ABOUT THIS EXERCISE
Word for word, retype the tail of the data below, starting with the line that has "QA step — confirm water" and including the last line.

ENTRIES PROVIDED
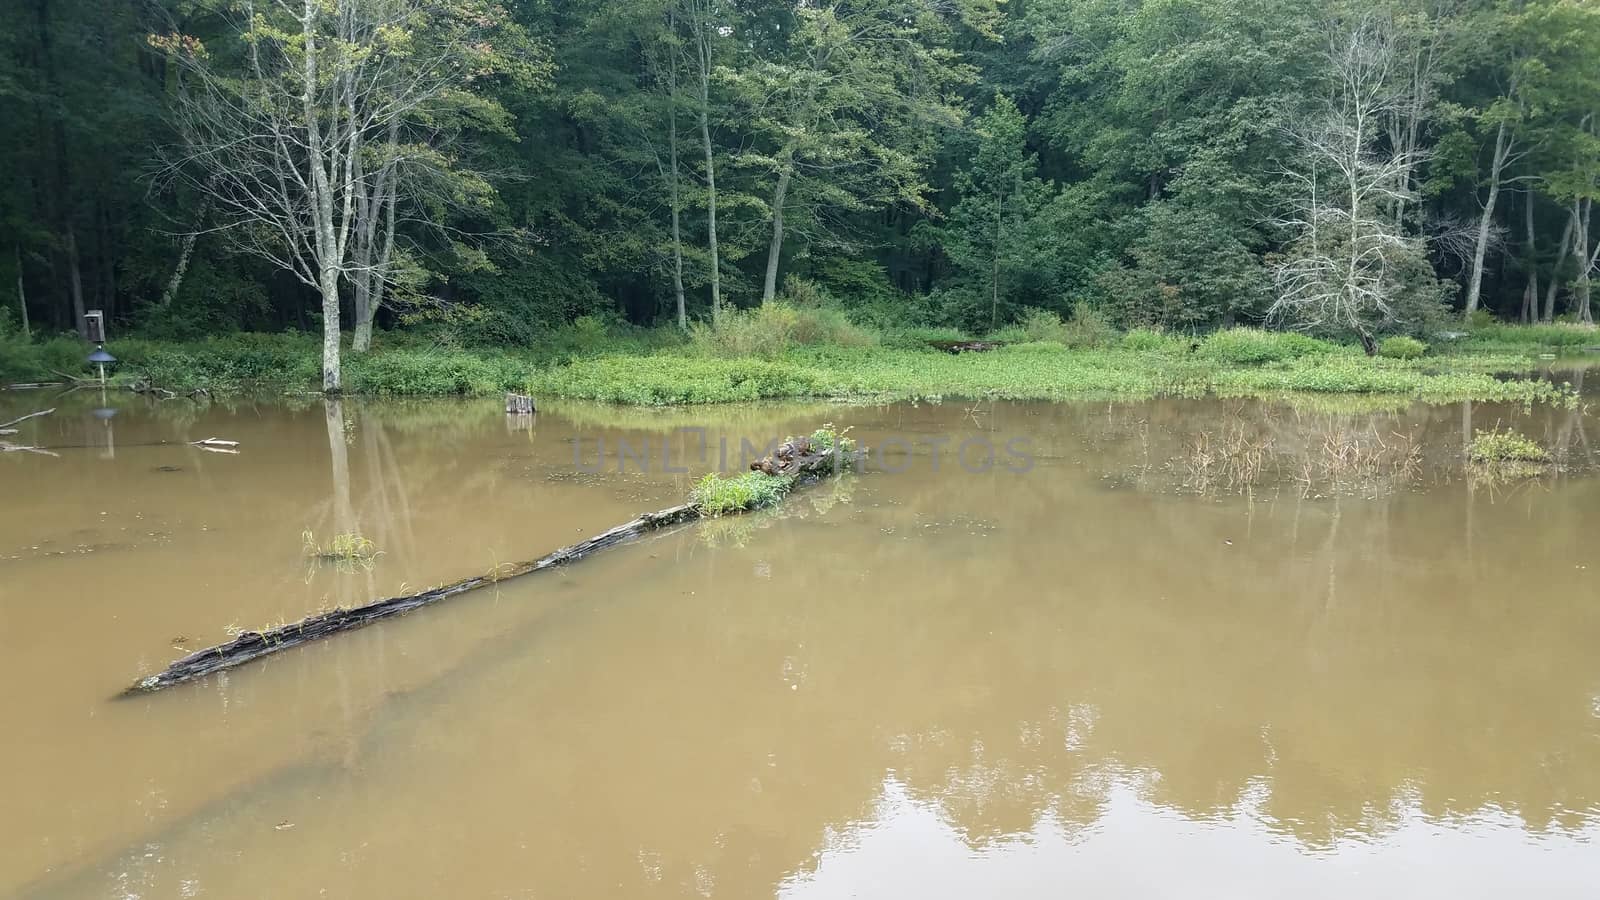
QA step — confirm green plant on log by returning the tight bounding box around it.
[692,471,793,515]
[691,426,858,515]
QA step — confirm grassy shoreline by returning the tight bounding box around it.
[2,326,1595,406]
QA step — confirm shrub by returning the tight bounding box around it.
[992,308,1069,344]
[1378,335,1428,360]
[1122,327,1187,353]
[1062,304,1118,349]
[1463,322,1598,349]
[879,326,971,350]
[1198,328,1342,365]
[991,305,1117,349]
[532,353,830,404]
[1466,308,1497,330]
[778,275,832,307]
[689,303,876,358]
[1467,429,1549,464]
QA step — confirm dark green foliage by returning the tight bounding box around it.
[2,0,1597,363]
[1096,203,1270,330]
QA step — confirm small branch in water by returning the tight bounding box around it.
[189,437,240,454]
[0,407,54,431]
[0,441,59,456]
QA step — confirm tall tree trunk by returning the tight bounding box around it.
[65,223,86,338]
[354,181,395,352]
[665,21,686,330]
[351,124,397,353]
[694,14,721,325]
[761,160,793,305]
[1521,191,1537,323]
[1544,206,1576,323]
[990,186,1003,331]
[1577,198,1594,325]
[14,244,29,338]
[302,0,343,392]
[1464,120,1510,317]
[160,175,221,308]
[159,230,200,309]
[320,264,343,392]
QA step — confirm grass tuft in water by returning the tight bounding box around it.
[691,471,794,516]
[1467,429,1550,464]
[302,530,382,561]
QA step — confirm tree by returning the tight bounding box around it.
[940,95,1053,329]
[154,0,540,390]
[733,0,976,305]
[1269,13,1434,350]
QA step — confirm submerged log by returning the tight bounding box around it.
[125,427,860,695]
[126,503,702,694]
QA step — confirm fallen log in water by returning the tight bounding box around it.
[125,427,859,694]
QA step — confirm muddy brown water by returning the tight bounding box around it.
[2,389,1599,898]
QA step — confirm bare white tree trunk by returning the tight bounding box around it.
[13,244,28,338]
[1577,198,1595,325]
[1464,119,1511,317]
[159,230,200,310]
[1521,191,1537,323]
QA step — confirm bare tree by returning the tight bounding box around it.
[1271,14,1421,353]
[153,0,527,390]
[1575,196,1598,324]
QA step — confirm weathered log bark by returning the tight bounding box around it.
[928,339,1005,354]
[126,503,701,694]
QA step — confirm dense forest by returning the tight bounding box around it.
[3,0,1598,389]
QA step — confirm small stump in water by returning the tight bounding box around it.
[505,393,536,415]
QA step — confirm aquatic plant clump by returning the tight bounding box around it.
[303,530,382,561]
[692,471,794,515]
[1467,429,1550,464]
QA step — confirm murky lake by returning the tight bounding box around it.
[3,384,1599,898]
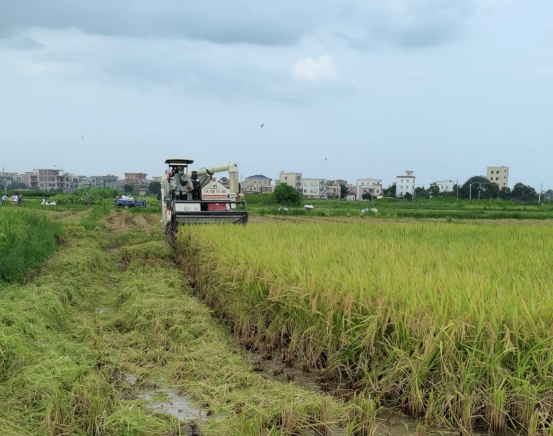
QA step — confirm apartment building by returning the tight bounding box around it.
[433,180,455,192]
[356,177,383,200]
[327,179,348,199]
[243,175,273,193]
[124,172,149,192]
[486,166,509,188]
[279,172,302,191]
[19,169,71,191]
[396,171,415,197]
[0,171,19,187]
[302,178,328,199]
[80,175,120,189]
[65,174,87,191]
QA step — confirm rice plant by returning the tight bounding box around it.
[178,221,553,434]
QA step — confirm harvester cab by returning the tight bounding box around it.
[161,158,248,244]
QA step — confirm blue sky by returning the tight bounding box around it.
[0,0,552,188]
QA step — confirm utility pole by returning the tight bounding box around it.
[539,181,547,203]
[469,182,476,200]
[456,179,459,200]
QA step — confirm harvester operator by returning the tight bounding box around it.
[171,166,194,200]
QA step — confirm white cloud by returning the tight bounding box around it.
[291,55,339,84]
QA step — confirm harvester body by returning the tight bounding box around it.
[161,159,247,242]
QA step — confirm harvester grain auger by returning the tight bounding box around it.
[160,159,248,245]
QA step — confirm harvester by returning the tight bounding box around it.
[160,159,248,244]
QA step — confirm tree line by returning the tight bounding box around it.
[375,176,542,202]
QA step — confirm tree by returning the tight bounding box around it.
[384,184,396,198]
[511,183,537,202]
[124,184,135,194]
[340,184,348,199]
[459,176,491,199]
[428,184,440,198]
[273,183,302,206]
[404,192,413,201]
[361,192,373,201]
[414,186,429,199]
[147,181,161,196]
[8,181,27,190]
[498,186,511,201]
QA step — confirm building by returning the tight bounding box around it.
[0,171,19,187]
[80,175,120,190]
[243,175,273,194]
[302,178,328,199]
[396,171,415,197]
[327,179,348,199]
[124,172,149,192]
[433,180,455,192]
[356,177,383,200]
[279,172,302,191]
[65,174,87,191]
[19,169,71,191]
[486,166,509,188]
[545,189,553,201]
[218,177,230,189]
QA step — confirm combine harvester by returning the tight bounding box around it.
[160,159,248,244]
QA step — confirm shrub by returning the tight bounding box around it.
[273,184,302,206]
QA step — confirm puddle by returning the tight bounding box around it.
[125,375,138,385]
[137,387,205,422]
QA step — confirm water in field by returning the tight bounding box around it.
[137,386,205,421]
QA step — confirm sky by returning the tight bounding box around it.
[1,0,552,188]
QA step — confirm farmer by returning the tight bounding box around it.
[171,166,193,200]
[1,194,7,205]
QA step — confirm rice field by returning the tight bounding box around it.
[178,220,553,434]
[0,208,64,285]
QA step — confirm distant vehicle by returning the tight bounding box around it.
[115,197,147,209]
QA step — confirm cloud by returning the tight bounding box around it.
[0,0,478,49]
[337,0,477,49]
[292,55,339,83]
[0,31,43,50]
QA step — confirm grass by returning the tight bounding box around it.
[0,207,64,285]
[178,220,553,435]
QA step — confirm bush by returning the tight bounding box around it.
[273,184,302,206]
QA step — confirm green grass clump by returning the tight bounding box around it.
[0,208,64,285]
[178,221,553,434]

RESPONSE BELOW
QA step — confirm water in field by returning the tight bounding box around it.
[137,386,205,421]
QA step — confirm sky by returning the tight bounding box around it.
[1,0,552,188]
QA step — confirm farmer by returning the tight bounding box around it.
[171,166,193,200]
[1,194,7,205]
QA step — confirm rice field by returning the tight bounding box around it.
[178,220,553,434]
[0,208,64,285]
QA step — confirm distant vehicle by returning the tight bounding box around it.
[115,197,147,209]
QA step — confirm cloud by returning the tight bounding box around it.
[0,0,478,49]
[337,0,477,49]
[292,55,339,83]
[0,31,43,50]
QA step — confirm grass by returning the tight bounding box around it.
[0,207,64,285]
[178,220,553,435]
QA step — confirm bush by returning the tight bounding box around it.
[273,184,302,206]
QA step — confirm green grass clump by returning the tight bounding box around it.
[0,208,64,285]
[178,221,553,434]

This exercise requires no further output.